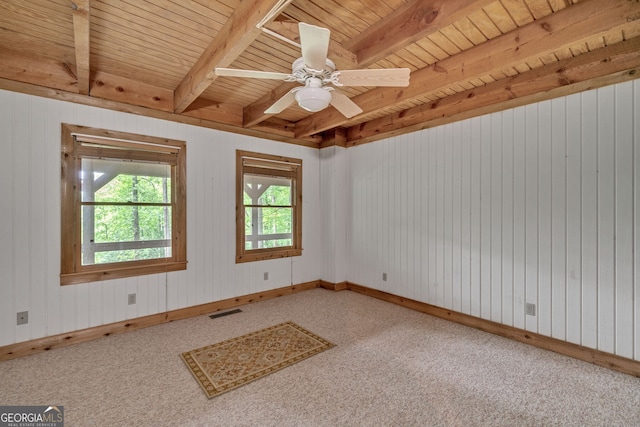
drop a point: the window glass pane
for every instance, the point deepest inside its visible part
(266, 190)
(125, 182)
(125, 233)
(268, 227)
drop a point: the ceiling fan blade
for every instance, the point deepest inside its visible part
(232, 72)
(374, 77)
(283, 103)
(314, 42)
(346, 106)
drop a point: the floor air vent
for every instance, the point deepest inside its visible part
(226, 313)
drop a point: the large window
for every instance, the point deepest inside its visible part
(123, 205)
(269, 206)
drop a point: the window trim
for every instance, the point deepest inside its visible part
(71, 269)
(277, 164)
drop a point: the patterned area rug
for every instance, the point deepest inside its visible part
(224, 366)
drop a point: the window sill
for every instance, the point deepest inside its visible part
(265, 254)
(97, 274)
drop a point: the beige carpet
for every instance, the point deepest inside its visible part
(230, 364)
(391, 366)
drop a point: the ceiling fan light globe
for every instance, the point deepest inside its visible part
(313, 99)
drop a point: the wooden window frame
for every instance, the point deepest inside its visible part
(71, 269)
(279, 166)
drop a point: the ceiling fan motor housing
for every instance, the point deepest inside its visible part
(313, 97)
(302, 73)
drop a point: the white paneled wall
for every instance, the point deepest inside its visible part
(30, 223)
(532, 205)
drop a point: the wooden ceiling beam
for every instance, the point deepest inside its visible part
(612, 64)
(236, 35)
(81, 23)
(39, 70)
(408, 24)
(133, 92)
(563, 29)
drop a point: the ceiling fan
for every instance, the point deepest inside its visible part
(317, 73)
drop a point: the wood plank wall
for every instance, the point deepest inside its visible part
(537, 204)
(30, 224)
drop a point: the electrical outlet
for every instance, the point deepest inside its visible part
(530, 309)
(23, 318)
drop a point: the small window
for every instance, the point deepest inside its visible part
(268, 206)
(123, 205)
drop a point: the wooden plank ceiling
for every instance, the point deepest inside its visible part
(467, 57)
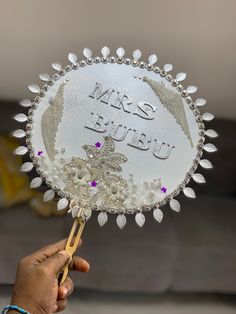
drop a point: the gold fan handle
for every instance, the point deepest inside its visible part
(71, 246)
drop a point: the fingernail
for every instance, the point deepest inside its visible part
(63, 252)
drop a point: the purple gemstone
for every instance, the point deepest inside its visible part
(164, 189)
(98, 144)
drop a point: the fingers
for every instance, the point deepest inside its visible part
(55, 263)
(79, 264)
(65, 289)
(49, 250)
(60, 306)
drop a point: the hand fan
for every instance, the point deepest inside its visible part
(114, 135)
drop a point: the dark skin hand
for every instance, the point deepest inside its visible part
(36, 287)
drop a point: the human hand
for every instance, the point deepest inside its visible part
(36, 287)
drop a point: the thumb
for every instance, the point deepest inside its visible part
(56, 262)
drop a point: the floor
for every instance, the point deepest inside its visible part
(87, 302)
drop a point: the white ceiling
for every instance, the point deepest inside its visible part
(198, 37)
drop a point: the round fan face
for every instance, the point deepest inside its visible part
(116, 135)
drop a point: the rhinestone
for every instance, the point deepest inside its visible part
(149, 67)
(90, 61)
(35, 162)
(174, 82)
(42, 93)
(163, 73)
(184, 93)
(45, 87)
(120, 60)
(104, 60)
(62, 72)
(68, 68)
(201, 132)
(134, 63)
(56, 76)
(156, 69)
(169, 77)
(189, 99)
(82, 62)
(180, 87)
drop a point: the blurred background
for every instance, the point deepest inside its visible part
(187, 263)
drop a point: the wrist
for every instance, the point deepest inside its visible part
(26, 304)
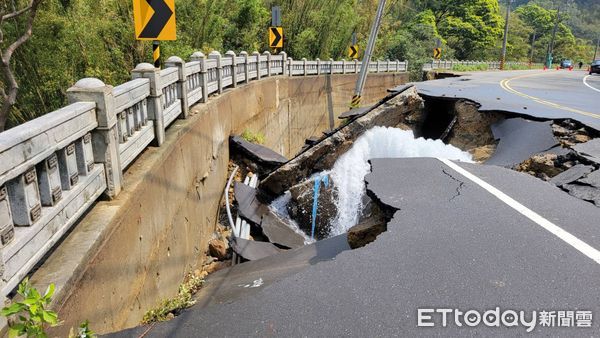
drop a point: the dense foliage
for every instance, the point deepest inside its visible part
(79, 38)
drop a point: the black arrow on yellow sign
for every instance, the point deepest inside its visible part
(276, 37)
(353, 52)
(162, 14)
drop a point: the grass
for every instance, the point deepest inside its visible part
(168, 308)
(251, 137)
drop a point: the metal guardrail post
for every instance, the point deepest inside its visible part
(200, 57)
(182, 86)
(318, 66)
(155, 105)
(217, 56)
(290, 65)
(304, 66)
(105, 142)
(231, 54)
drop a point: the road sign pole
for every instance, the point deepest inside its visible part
(505, 40)
(532, 49)
(156, 53)
(551, 45)
(362, 79)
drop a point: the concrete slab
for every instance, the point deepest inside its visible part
(592, 179)
(450, 244)
(589, 150)
(279, 232)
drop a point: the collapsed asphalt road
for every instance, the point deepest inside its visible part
(463, 237)
(547, 94)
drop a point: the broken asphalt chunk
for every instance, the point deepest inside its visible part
(249, 207)
(571, 175)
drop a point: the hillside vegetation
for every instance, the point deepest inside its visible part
(94, 38)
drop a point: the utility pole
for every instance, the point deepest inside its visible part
(505, 41)
(364, 70)
(532, 49)
(551, 45)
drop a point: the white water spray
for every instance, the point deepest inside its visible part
(350, 169)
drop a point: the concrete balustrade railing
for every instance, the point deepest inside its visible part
(53, 168)
(450, 64)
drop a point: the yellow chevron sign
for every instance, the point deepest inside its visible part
(154, 19)
(276, 37)
(353, 52)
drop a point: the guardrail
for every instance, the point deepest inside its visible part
(450, 64)
(53, 168)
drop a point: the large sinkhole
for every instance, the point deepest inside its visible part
(331, 202)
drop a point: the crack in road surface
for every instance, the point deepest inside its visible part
(460, 184)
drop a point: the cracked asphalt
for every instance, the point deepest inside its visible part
(547, 94)
(442, 250)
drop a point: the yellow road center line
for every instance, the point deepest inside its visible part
(505, 84)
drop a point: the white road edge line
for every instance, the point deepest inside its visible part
(557, 231)
(589, 85)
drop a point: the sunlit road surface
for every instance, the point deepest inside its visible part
(547, 94)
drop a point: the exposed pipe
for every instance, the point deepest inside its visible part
(231, 224)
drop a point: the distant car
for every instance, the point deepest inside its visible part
(566, 64)
(595, 67)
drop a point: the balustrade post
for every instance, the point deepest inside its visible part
(215, 55)
(231, 54)
(200, 57)
(244, 54)
(105, 143)
(182, 84)
(256, 55)
(155, 100)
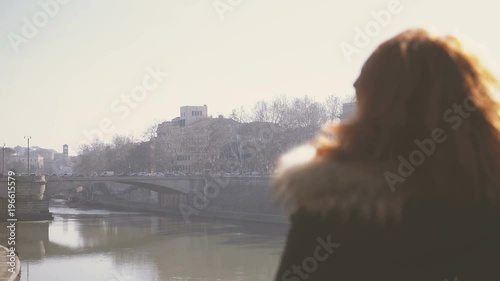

* INSTRUCTIONS FOR THE TASK
Recast all the items above as a Markdown table with the columns Row and Line, putting a row number beside each line and omitting blank lines. Leave the pictures out of the table.

* CORRECT OUTPUT
| Row | Line |
|---|---|
| 1 | drop a point: the window glass pane |
| 2 | for every instance, the point deepest inside its visible part |
| 3 | (266, 190) |
| 4 | (125, 182) |
| 5 | (125, 233) |
| 6 | (268, 227) |
| 7 | drop a point: the ceiling fan blade |
| 8 | for every instance, the point deepest inside its visible part |
| 9 | (232, 72) |
| 10 | (374, 77) |
| 11 | (283, 103) |
| 12 | (314, 42) |
| 13 | (346, 106) |
| 14 | drop a point: the floor air vent |
| 15 | for every instance, the point deepest inside its visible part |
| 16 | (226, 313) |
| 17 | drop a point: the large window |
| 18 | for every instance, the point deepest inside its visible part |
| 19 | (123, 205) |
| 20 | (269, 206) |
| 21 | drop a point: the window trim |
| 22 | for every instance, the point deepest inside its visible part |
| 23 | (71, 269) |
| 24 | (277, 164) |
| 25 | drop a point: the patterned area rug |
| 26 | for every instance, the point deepest inside its visible part |
| 27 | (224, 366) |
| 28 | drop a point: the window sill |
| 29 | for every instance, the point deepest inside its visible part |
| 30 | (265, 254) |
| 31 | (97, 274) |
| 32 | drop a point: the beige carpet |
| 33 | for every instance, the point deepest inside its visible part |
| 34 | (230, 364) |
| 35 | (391, 366) |
| 36 | drop a point: the ceiling fan light globe |
| 37 | for every instance, the point deepest inside its visible part |
| 38 | (313, 99) |
| 39 | drop a point: the wooden window frame |
| 40 | for every instance, the point deepest inside its visible part |
| 41 | (71, 269) |
| 42 | (279, 166) |
| 43 | drop a point: the ceiling fan motor housing |
| 44 | for every instance, the point deepest inside its visible part |
| 45 | (313, 97) |
| 46 | (302, 73) |
| 47 | drop a point: the white paneled wall |
| 48 | for every instance, the point deepest inside its visible part |
| 49 | (30, 223) |
| 50 | (532, 205) |
| 51 | drop a point: the wooden ceiling beam |
| 52 | for every instance, the point deepest inside its visible part |
| 53 | (612, 64) |
| 54 | (236, 35) |
| 55 | (81, 23) |
| 56 | (39, 70) |
| 57 | (408, 24) |
| 58 | (133, 92) |
| 59 | (563, 29) |
| 60 | drop a point: the ceiling fan |
| 61 | for every instance, the point deepest inside its visible part |
| 62 | (317, 73) |
| 63 | drop a point: the wood plank wall |
| 64 | for every instance, the point deepest inside its visible part |
| 65 | (537, 204) |
| 66 | (30, 224) |
| 67 | drop a point: the electrical outlet |
| 68 | for every instance, the point deepest inside its visible part |
| 69 | (530, 309) |
| 70 | (23, 318) |
| 71 | drop a point: the small window |
| 72 | for every instance, the point deepest inside its visible part |
| 73 | (268, 206) |
| 74 | (123, 205) |
| 75 | drop a point: the wooden plank ceiling |
| 76 | for every instance, the point deepest inside its visible part |
| 77 | (467, 57) |
| 78 | drop a point: the gold fan handle |
| 79 | for every instance, the point deepest inside its visible part |
| 80 | (71, 246) |
| 81 | drop a point: the fingernail |
| 82 | for every instance, the point deepest inside its visible part |
| 83 | (63, 252) |
| 84 | drop a point: the purple gemstone |
| 85 | for every instance, the point deepest inside its visible part |
| 86 | (164, 189) |
| 87 | (98, 144) |
| 88 | drop a point: the fingers |
| 89 | for every instance, the point deepest inside its visible part |
| 90 | (55, 263) |
| 91 | (79, 264) |
| 92 | (65, 289) |
| 93 | (49, 250) |
| 94 | (60, 306) |
| 95 | drop a point: the hand fan |
| 96 | for every instance, the point deepest inside its visible part |
| 97 | (114, 135) |
| 98 | drop a point: the dark skin hand |
| 99 | for every instance, the point deepest inside its visible part |
| 100 | (36, 287) |
| 101 | drop a point: the human hand |
| 102 | for every instance, the point deepest inside its visible part |
| 103 | (36, 287) |
| 104 | drop a point: the thumb |
| 105 | for every instance, the point deepest inside its visible part |
| 106 | (56, 262) |
| 107 | drop a point: the floor |
| 108 | for every instance, the point deepest inside its visible part |
| 109 | (87, 302) |
| 110 | drop a point: the white ceiling |
| 111 | for every instance, the point deepest inside its visible part |
| 112 | (198, 37) |
| 113 | drop a point: the round fan face |
| 114 | for every instance, the point deepest inside its visible part |
| 115 | (116, 135) |
| 116 | drop a point: the rhinestone |
| 117 | for every instance, the point deepest inside its visible part |
| 118 | (149, 67) |
| 119 | (90, 61) |
| 120 | (35, 162) |
| 121 | (174, 82) |
| 122 | (42, 93) |
| 123 | (163, 73) |
| 124 | (184, 93) |
| 125 | (45, 87) |
| 126 | (120, 60) |
| 127 | (104, 60) |
| 128 | (62, 72) |
| 129 | (68, 68) |
| 130 | (201, 132) |
| 131 | (134, 63) |
| 132 | (56, 76) |
| 133 | (156, 69) |
| 134 | (169, 77) |
| 135 | (189, 99) |
| 136 | (82, 62) |
| 137 | (180, 87) |
| 138 | drop a point: the blurred background |
| 139 | for every instance, the point deepest inside its visible part |
| 140 | (187, 263) |
| 141 | drop a point: the wrist |
| 142 | for every instance, the point deepest inside its visible part |
| 143 | (26, 304) |
| 144 | drop a point: the dense foliage |
| 145 | for every instance, the point deepest inside its visible part |
| 146 | (79, 38) |
| 147 | drop a point: the black arrow on yellow sign |
| 148 | for every instance, the point deepest inside its visible part |
| 149 | (276, 37) |
| 150 | (353, 52) |
| 151 | (162, 14) |
| 152 | drop a point: the grass |
| 153 | for every instance, the point deepest inside its visible part |
| 154 | (168, 308) |
| 155 | (251, 137) |
| 156 | drop a point: the metal guardrail post |
| 157 | for every instance, the point deepest inside its visible part |
| 158 | (200, 57) |
| 159 | (182, 86) |
| 160 | (318, 66) |
| 161 | (155, 105) |
| 162 | (217, 56) |
| 163 | (290, 65) |
| 164 | (304, 66) |
| 165 | (105, 142) |
| 166 | (231, 54) |
| 167 | drop a point: the road sign pole |
| 168 | for every instance, the point deepest inside its visible part |
| 169 | (505, 40) |
| 170 | (532, 49) |
| 171 | (156, 53) |
| 172 | (551, 45) |
| 173 | (362, 79) |
| 174 | drop a point: the concrete slab |
| 175 | for every instance, the point deepest inside its visible part |
| 176 | (592, 179) |
| 177 | (450, 244) |
| 178 | (589, 150) |
| 179 | (279, 232) |
| 180 | drop a point: the collapsed asphalt road |
| 181 | for every instance, the point deepest inside its visible part |
| 182 | (463, 237) |
| 183 | (547, 94) |
| 184 | drop a point: the broken asphalt chunk |
| 185 | for every instance, the point deepest inside its visible part |
| 186 | (249, 207) |
| 187 | (571, 175) |
| 188 | drop a point: the hillside vegetation |
| 189 | for every instance, the point deepest inside its visible part |
| 190 | (94, 38) |
| 191 | drop a point: the utility pole |
| 192 | for every instance, the point deepest inside its visible part |
| 193 | (505, 41) |
| 194 | (364, 70) |
| 195 | (532, 49) |
| 196 | (551, 45) |
| 197 | drop a point: the white water spray |
| 198 | for every instance, the point deepest inside its visible part |
| 199 | (350, 169) |
| 200 | drop a point: the concrete balustrade railing |
| 201 | for every instance, the point deepest inside its visible part |
| 202 | (53, 168) |
| 203 | (450, 64) |
| 204 | drop a point: the yellow chevron sign |
| 205 | for every instance, the point deepest inside its visible part |
| 206 | (154, 19) |
| 207 | (276, 37) |
| 208 | (353, 52) |
| 209 | drop a point: the guardrail |
| 210 | for every instance, the point deepest inside its visible part |
| 211 | (450, 64) |
| 212 | (53, 168) |
| 213 | drop a point: the large sinkhole |
| 214 | for every instance, the point deepest inside its visible part |
| 215 | (331, 202) |
| 216 | drop a point: the crack in road surface |
| 217 | for every instance, the point deepest inside its visible part |
| 218 | (460, 184) |
| 219 | drop a point: the cracked asphalt |
| 220 | for every instance, the point deepest inside its visible part |
| 221 | (547, 94) |
| 222 | (442, 250) |
| 223 | drop a point: the yellow road center line |
| 224 | for every instance, the point deepest inside its visible part |
| 225 | (505, 84) |
| 226 | drop a point: the white road edge line |
| 227 | for every instance, the point deepest inside its visible part |
| 228 | (557, 231) |
| 229 | (589, 85) |
| 230 | drop a point: the sunlit road surface |
| 231 | for every instance, the point deepest inside its visible part |
| 232 | (547, 94) |
| 233 | drop a point: the exposed pipe |
| 234 | for every instance, the point deepest inside its visible part |
| 235 | (231, 224) |
| 236 | drop a point: the distant car |
| 237 | for every instance, the point deepest inside its visible part |
| 238 | (566, 64) |
| 239 | (595, 67) |
| 240 | drop a point: the balustrade post |
| 241 | for every instance, the point deepest inside its visible part |
| 242 | (215, 55) |
| 243 | (231, 54) |
| 244 | (200, 57) |
| 245 | (244, 54) |
| 246 | (105, 143) |
| 247 | (182, 84) |
| 248 | (256, 55) |
| 249 | (155, 100) |